• [Selected excerpt]:

Saturday, August 13 - Dodgers Day, Thanks to Elena Ong, PR, Feminist, Commissioner on State Women's Commission for this notice:

Children Uniting Nations  will be hosting its 3rd Annual Dodgers Day event, for Los Angeles foster youth and their care givers.  Sitting with a group of foster children, even for a few hours, can have an everlasting positive impression. So, please come out and support/volunteer on Dodgers Day. The day is hugely rewarding. For information call Children Uniting Nations 310-203-0500.

Wednesday, August 17, 6:30 p.m. "Boards, Commissions and Elected Officials - The Gap and How To Close It"

• [Material supplied]:
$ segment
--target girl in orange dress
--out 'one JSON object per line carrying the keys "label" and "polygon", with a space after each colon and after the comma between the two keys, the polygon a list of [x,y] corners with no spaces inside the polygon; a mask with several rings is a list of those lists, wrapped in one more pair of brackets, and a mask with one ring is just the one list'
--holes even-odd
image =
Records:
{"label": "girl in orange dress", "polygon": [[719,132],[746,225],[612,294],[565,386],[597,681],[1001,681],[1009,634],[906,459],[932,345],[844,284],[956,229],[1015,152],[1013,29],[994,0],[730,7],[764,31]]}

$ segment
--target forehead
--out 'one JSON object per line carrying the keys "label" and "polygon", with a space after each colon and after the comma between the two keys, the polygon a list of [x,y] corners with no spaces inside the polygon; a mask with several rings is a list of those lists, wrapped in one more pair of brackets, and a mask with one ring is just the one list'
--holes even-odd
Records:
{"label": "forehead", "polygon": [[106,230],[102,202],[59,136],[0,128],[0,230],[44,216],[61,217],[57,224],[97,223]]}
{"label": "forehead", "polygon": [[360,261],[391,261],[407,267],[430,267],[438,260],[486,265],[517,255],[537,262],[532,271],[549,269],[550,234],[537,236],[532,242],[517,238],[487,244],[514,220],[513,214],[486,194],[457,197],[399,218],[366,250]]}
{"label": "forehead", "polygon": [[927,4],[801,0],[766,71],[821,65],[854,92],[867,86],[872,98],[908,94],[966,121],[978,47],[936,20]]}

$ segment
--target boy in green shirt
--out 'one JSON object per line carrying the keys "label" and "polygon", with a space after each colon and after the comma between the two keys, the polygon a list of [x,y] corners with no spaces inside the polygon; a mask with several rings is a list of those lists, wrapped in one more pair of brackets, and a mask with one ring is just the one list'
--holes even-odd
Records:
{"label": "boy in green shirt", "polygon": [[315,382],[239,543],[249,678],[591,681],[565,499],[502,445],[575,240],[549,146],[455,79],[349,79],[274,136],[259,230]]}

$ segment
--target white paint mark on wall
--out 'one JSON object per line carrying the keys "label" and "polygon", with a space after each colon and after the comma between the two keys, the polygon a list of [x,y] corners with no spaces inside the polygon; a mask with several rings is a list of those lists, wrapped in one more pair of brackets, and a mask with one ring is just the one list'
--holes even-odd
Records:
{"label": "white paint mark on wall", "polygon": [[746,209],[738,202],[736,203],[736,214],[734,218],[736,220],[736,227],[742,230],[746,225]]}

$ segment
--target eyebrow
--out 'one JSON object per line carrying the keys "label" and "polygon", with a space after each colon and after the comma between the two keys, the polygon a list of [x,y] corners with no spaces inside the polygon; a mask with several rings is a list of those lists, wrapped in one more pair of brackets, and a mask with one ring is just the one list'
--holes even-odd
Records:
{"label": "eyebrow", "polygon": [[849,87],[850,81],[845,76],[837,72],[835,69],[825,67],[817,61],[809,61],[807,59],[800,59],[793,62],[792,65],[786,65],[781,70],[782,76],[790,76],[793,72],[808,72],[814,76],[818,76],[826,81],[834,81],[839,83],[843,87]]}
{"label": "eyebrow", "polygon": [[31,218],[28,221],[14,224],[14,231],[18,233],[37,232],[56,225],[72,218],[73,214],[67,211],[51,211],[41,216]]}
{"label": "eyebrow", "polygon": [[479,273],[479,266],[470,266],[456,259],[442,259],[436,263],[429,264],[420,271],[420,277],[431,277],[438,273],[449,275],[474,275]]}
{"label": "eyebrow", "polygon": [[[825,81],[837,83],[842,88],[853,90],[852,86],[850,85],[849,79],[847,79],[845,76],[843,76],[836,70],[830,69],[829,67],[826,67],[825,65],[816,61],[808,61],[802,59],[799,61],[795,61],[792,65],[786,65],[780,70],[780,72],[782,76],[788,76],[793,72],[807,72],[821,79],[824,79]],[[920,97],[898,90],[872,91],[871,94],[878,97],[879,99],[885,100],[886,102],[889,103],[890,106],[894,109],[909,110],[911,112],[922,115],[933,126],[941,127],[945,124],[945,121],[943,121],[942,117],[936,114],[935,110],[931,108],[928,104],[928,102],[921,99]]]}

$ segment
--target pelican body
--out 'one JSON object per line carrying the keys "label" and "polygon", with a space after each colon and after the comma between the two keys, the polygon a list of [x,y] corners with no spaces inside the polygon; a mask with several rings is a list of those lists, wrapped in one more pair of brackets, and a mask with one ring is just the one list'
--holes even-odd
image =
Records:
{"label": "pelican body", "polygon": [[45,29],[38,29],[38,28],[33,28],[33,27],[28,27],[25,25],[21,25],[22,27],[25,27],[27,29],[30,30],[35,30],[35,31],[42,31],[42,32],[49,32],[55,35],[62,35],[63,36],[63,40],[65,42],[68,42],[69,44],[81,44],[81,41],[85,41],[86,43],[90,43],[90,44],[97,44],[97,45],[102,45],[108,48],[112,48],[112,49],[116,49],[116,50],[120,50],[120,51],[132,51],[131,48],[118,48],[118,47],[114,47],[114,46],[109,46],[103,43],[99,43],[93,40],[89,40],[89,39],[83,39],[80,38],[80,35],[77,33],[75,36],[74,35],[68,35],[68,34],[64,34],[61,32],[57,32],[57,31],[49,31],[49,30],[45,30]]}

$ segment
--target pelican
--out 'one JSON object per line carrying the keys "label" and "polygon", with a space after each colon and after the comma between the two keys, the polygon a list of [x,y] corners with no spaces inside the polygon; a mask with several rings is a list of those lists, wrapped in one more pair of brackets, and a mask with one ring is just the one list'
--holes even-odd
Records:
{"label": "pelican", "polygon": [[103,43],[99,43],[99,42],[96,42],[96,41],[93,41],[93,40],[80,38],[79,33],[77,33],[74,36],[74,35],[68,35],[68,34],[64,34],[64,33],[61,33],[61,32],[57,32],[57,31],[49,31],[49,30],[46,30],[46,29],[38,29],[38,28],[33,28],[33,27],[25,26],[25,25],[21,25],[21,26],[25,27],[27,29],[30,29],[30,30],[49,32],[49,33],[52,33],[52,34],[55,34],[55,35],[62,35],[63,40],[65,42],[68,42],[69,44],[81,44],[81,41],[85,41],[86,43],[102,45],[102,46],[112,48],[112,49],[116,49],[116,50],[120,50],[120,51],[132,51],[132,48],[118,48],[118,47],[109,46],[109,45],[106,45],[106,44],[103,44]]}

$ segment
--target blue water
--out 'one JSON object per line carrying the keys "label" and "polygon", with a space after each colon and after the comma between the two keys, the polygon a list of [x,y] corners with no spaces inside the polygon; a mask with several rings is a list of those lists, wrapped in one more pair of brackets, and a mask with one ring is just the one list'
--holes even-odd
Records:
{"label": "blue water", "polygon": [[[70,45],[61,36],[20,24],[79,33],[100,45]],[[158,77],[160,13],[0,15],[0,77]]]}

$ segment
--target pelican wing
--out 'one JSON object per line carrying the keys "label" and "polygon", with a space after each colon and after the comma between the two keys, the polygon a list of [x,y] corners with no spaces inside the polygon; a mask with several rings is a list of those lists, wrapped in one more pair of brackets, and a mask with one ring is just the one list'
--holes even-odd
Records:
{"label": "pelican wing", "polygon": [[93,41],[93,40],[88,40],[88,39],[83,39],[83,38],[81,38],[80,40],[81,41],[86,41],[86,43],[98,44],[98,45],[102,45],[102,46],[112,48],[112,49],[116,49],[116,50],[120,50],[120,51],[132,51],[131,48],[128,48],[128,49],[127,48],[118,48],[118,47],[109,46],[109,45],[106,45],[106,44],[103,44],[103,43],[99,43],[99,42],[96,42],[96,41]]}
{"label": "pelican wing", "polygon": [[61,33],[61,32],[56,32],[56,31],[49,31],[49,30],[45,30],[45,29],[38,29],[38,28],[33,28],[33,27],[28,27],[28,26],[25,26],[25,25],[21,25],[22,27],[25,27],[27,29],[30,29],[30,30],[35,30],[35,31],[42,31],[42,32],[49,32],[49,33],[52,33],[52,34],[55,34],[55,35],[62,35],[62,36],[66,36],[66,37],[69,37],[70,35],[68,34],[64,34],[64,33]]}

• [Exercise]: Resume the community events listing about Dodgers Day and the August 17 evening program, picking up right after its final line.

• [Answer space]:
Soroptomists International of the Verdugos will host Pauline Field as the speaker. Conference Room, Montrose Travel, 2349 Honolulu Avenue, Montrose

Monday, August 22 - CEWAER Summer Reception, Thanks to Lana Lott, Glendale Women's Commission for the following:

California Museum for History, Women, and the Arts, Sacramento, CA

Join CEWAER to honor women who have been appointed to boards and commissions at the local, state and federal levels. For more information visit www.cewaer.org

Thursday, August 25, 7:00 p.m -  Mantras, Reincarnation and Hindu/Buddhist Theology
Our speaker will be Margalo Ashley-Farrand, co-convenor of Shades of Culture.  Margalo (aka Satyabhama) is a priest certified by Sanatana Dharma Satsang.  She has been practicing mantras and studying Hinduism for about 25 years, and regularly performs pujas (worship services) with her husband, Namadeva.    She also studied polarity healing at the Healing Light Center Church in 1979-80 with Rev. Rayla and later at Rev. Rayla's center.

Marie Callender's, 707 N. Pacific Ave., Glendale (just north of the 134 fwy.) Please call restaurant at 818/242-6836 for directions. Dinner is no host

Thursday, August 25, 9:00 - 5:00 - Back to School Distribution, Santa Anita Park Race Track, 285 W. Huntington Drive, Arcadia

The Foothill Unity Center needs donations of new school supplies such as backpacks, binders, paper, rulers, pens and calculators; new school uniforms, socks and underwear, new clothing for high school boys and girls and funds to purchase needed items Drop off your donations at the Foothill Unity Center.  Contact Betty McWilliams for more information.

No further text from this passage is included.